> **Problem set**
**A.** Decide whether each statement below agrees with the text on the YUV color mode, answering yes or no and quoting the deciding words of the text: (i) the RGB route would take three lines; (ii) page flipping was the chosen approach; (iii) the U channel is set to 128 on the second image.
**B.** Write what comes next in the text on the YUV color mode, picking up after its final step.

— START Document section —

So, here's how it's done :)

 

The color mode does resemble PAL-blending a bit, but instead of doing APAC in graphics 15, which I also did before, I wanted a mode that did not have every other line without any luminance. So instead of mixing a line of luma only with a line of chroma only, I wanted both lines to have both components somehow. Going the RGB route would need three lines and looks horrible. I also did not want to page flip, which, especially on PAL, flickers horribly. Then I thought of YUV. One line contains YU and the other YV.

 

The conversion is pretty simple with some command line fu [1] (mainly netpbm)

 

Convert image to planar yuv

Make a copy

On the first image, set the V channel to 128 (assuming 8-bit per component)

On the second image, set the U channel to 128

Convert both back to RGB

Quantize both to 4 colors

Select the 8 closest colors from the GTIA palette (sometimes ignoring all gray values and sometimes ignore some purples to improve color spread)

— END Document section —
— START Provided data —

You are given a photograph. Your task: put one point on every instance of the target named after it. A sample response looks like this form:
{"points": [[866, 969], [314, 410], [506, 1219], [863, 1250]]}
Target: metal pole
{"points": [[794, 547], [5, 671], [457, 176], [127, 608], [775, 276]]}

— END Provided data —

> **Answers given**
**A.**
(i) Yes: "Going the RGB route would need three lines and looks horrible."
(ii) No: "I also did not want to page flip, which, especially on PAL, flickers horribly."
(iii) Yes: "On the second image, set the U channel to 128"

**B.**
Convert both images to Atari's graphics 15 paletted format, optionally use dithering or use spatial color quantization with built-in dither

Lastly, interleave both images, i.e. take line 1 from image 1, line 2 from image 2, line 3 from image 1, et cetera

 

That's it. The viewer just switches between two palettes every scan line.

 

Last Saturday, at the computer club we checked a whole bunch of Atari computers and monitors and this mode is highly dependent on a decently tuned GTIA and looks only mediocre on a TFT screen anyway. A CRT is needed for the full effect :)

 

As for the 8 shades of gray mode, this was actually a by-product of the above. The odd lines use a palette of 0,4,8,12 and the even lines use 2,6,10,14. Always. Conversion is even simpler. Just quantize and dither two copies of the same image, each using one of the two mentioned palettes. After that, interleave, and so on...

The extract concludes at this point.